══ GIVEN RECORDS ══

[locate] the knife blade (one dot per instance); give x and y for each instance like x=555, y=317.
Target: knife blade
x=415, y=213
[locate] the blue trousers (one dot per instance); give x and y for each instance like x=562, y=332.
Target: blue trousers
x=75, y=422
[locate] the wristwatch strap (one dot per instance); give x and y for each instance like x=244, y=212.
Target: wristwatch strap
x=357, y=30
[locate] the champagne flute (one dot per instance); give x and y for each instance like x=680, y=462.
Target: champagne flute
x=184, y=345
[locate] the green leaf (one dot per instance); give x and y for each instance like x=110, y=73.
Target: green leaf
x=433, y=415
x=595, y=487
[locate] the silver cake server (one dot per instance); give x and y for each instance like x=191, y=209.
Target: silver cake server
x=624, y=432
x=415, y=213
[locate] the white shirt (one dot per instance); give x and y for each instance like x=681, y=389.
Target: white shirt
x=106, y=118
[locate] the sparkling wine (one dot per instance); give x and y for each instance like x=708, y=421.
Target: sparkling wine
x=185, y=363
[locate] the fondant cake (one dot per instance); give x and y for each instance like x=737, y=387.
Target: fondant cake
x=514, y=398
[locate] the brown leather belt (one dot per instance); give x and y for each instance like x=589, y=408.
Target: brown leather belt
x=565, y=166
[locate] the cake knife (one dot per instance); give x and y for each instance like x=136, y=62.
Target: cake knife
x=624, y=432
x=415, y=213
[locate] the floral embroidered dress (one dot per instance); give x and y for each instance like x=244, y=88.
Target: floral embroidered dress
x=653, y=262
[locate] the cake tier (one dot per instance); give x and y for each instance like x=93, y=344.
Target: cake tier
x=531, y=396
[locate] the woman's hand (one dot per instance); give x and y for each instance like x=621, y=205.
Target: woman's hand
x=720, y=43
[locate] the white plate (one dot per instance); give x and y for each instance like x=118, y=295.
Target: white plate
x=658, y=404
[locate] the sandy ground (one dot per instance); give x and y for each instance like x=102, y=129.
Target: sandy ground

═══

* [EXERCISE TASK]
Print every record above exactly as written.

* [RESULT OF THE EXERCISE]
[locate] the knife blade (one dot per instance); give x and y for each instance like x=555, y=317.
Target: knife blade
x=415, y=213
[locate] the blue trousers (one dot per instance); give x and y for each instance like x=562, y=332.
Target: blue trousers
x=75, y=422
[locate] the wristwatch strap (one dot per instance); give x and y for each instance like x=244, y=212.
Target: wristwatch strap
x=357, y=30
[locate] the champagne flute (one dot per instance); give x and y for each instance like x=680, y=462.
Target: champagne flute
x=184, y=345
[locate] the green leaf (one dot per instance); give x and y for each instance like x=110, y=73.
Target: green leaf
x=433, y=415
x=595, y=487
[locate] the silver cake server (one dot per instance); give x and y for each instance like x=191, y=209.
Target: silver cake server
x=624, y=432
x=415, y=213
[locate] the white shirt (one dot per instance); give x and y for each instance like x=681, y=389.
Target: white shirt
x=106, y=118
[locate] the sparkling wine (one dot per instance); give x and y for each instance like x=708, y=421.
Target: sparkling wine
x=185, y=363
[locate] the fondant cake (one dot per instance); give x and y for each instance like x=737, y=387.
Target: fondant cake
x=514, y=398
[locate] the brown leather belt (one dot per instance); give x and y for each instance like x=589, y=408.
Target: brown leather belt
x=565, y=166
[locate] the cake knife (one dot per instance); give x and y for each instance like x=136, y=62.
Target: cake knife
x=624, y=432
x=415, y=213
[locate] the floral embroidered dress (one dot per instance); give x and y for each instance like x=244, y=88.
Target: floral embroidered dress
x=653, y=262
[locate] the cake tier (one dot per instance); give x and y for each instance like x=93, y=344.
Target: cake tier
x=531, y=396
[locate] the woman's hand (one dot per instance); give x and y for each instance like x=621, y=205.
Target: woman's hand
x=720, y=43
[locate] the white plate (one dot per instance); give x and y for each instance like x=118, y=295.
Target: white plate
x=658, y=404
[locate] the sandy ground (one dot per instance); give x and y for each instance like x=102, y=129.
Target: sandy ground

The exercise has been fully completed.